§ STATED PROBLEM: Copy the items below word for word, only the stretch from the line containing "LOOKUP calm harbor water" through the line containing "LOOKUP waterfront building", both lines included.

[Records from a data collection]
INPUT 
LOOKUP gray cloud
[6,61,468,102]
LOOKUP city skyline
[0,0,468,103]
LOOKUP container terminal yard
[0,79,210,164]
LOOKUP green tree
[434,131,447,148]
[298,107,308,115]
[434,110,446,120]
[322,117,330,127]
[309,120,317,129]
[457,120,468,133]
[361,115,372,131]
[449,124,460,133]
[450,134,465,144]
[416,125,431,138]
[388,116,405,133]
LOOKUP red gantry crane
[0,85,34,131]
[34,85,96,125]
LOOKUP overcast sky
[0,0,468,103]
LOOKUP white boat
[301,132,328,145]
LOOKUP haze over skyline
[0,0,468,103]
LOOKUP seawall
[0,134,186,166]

--

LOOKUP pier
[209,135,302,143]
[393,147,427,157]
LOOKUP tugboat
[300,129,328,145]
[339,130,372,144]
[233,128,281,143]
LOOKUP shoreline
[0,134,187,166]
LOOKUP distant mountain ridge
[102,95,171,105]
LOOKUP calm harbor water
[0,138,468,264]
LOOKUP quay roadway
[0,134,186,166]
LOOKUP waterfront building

* * *

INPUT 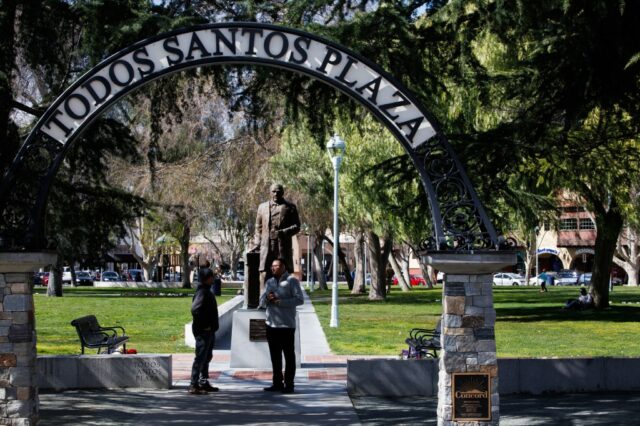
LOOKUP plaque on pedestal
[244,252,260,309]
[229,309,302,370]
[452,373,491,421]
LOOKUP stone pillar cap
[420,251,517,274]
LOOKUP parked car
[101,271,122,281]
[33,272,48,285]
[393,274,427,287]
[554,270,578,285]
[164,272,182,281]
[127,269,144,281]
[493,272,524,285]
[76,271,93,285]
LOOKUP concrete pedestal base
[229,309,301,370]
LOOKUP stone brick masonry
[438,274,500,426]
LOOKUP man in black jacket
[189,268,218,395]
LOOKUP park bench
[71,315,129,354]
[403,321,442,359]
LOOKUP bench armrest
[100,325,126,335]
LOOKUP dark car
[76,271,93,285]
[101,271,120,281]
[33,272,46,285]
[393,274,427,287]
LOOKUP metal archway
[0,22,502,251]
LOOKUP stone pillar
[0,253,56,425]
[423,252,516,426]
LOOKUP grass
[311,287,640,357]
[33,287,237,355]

§ COMPLETE ANSWER:
LOOKUP calm harbor water
[0,138,468,264]
LOOKUP quay roadway
[0,134,186,166]
LOOKUP waterfront building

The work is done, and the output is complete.